> **GIVEN PROBLEM**
In the solved physics problem below, which option is given as the correct answer for the required tension in the string?

> **DOCUMENT EXTRACT**
┌──

Question

A solid cylinder of mass $50kg$ and radius $0.5m$ is free to rotate about the horizontal axis. A massless string is wound round the cylinder with one end attached to it and other hanging freely. Tension in the string required to produce an angular acceleration of $2$ revolutions/$s^2$ is

• A. $25N$
• B. $50N$
• C. $78.5N$
• D. $157N$

Answer 1

The correct option is D $157N$

Given: A solid cylinder of mass 50 kg and radius 0.5 m is free to rotate about the horizontal axis. A massless string is wound round the cylinder with one end attached to it and other hanging freely.

To find the tension in the string required to produce an angular acceleration of 2 rev/s${}^2$

Solution:

Here as per the given criteria,

$m=50kg$

$r=0.5m$

$\alpha =2rev/s^2=4\pi rad/s^2$

For solid cylinder moment of inertia about its central axis is

$I=\frac{1}{2}m{r}^2$

And the torque produced by the tension T in the string will be

$\tau =Tr$

But we know, $\tau =I\alpha$

Hence $Tr=I\alpha ⟹Tr=\frac{1}{2}m{r}^2\times 4\pi ⟹T=2\pi mr$

Now substituting the corresponding values we get

$T=2\times \frac{22}{7}\times 50\times 0.5⟹T\approx 157N$

is the tension in the string required to produce an angular acceleration of 2 rev/s${}^2$

└──

> **DATASET RECORDS**

┌──

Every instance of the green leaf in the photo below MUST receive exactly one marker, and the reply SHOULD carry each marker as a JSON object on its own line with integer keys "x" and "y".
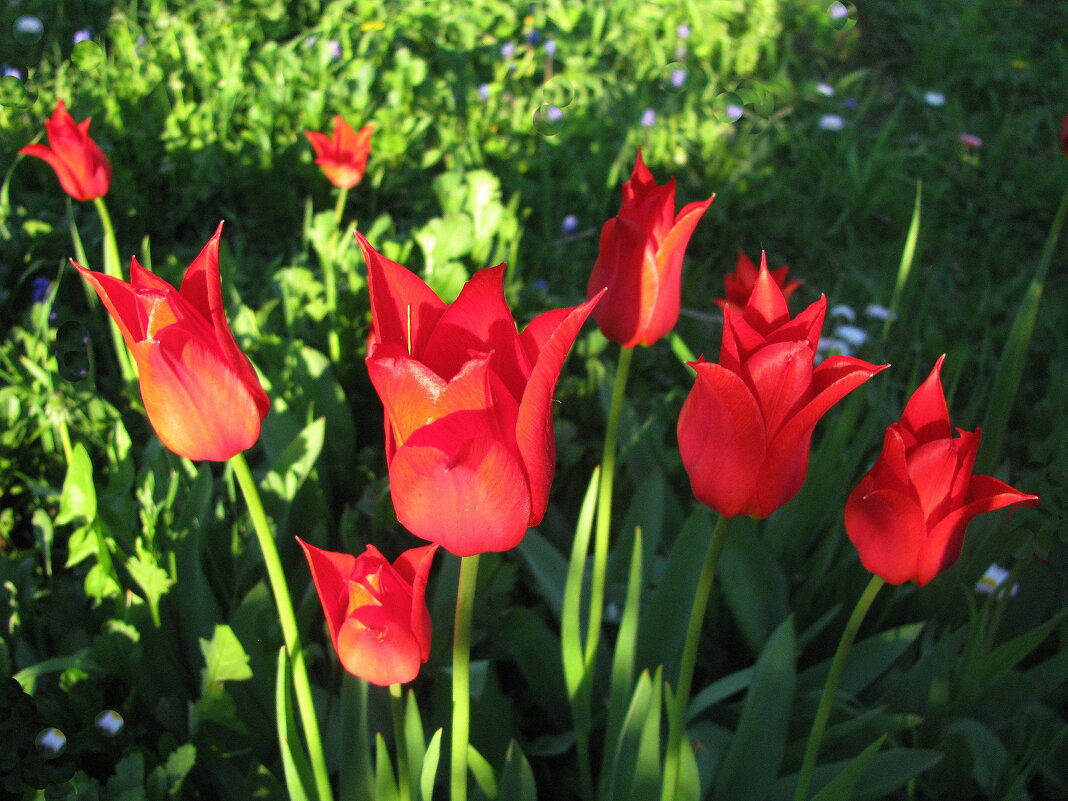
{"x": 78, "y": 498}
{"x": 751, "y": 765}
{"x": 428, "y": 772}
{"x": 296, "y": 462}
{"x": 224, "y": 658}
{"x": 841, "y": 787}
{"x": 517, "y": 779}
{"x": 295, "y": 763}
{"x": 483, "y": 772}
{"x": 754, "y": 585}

└──

> **FINAL ANSWER**
Option D, 157 N.